- INSTRUCTIONS FOR THE TASK: Output all entries verbatim.

[Extracted records]

--------------------------------

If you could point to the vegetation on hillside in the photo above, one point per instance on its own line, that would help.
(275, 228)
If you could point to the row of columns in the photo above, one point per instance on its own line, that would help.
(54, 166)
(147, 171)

--------------------------------

- RESULT OF THIS EXERCISE:
If you could point to the vegetation on hillside in the photo above, one point per instance on its own line, that would help.
(275, 228)
If you could point to the row of columns in the photo above, one point per instance on its own line, that would help.
(54, 166)
(147, 171)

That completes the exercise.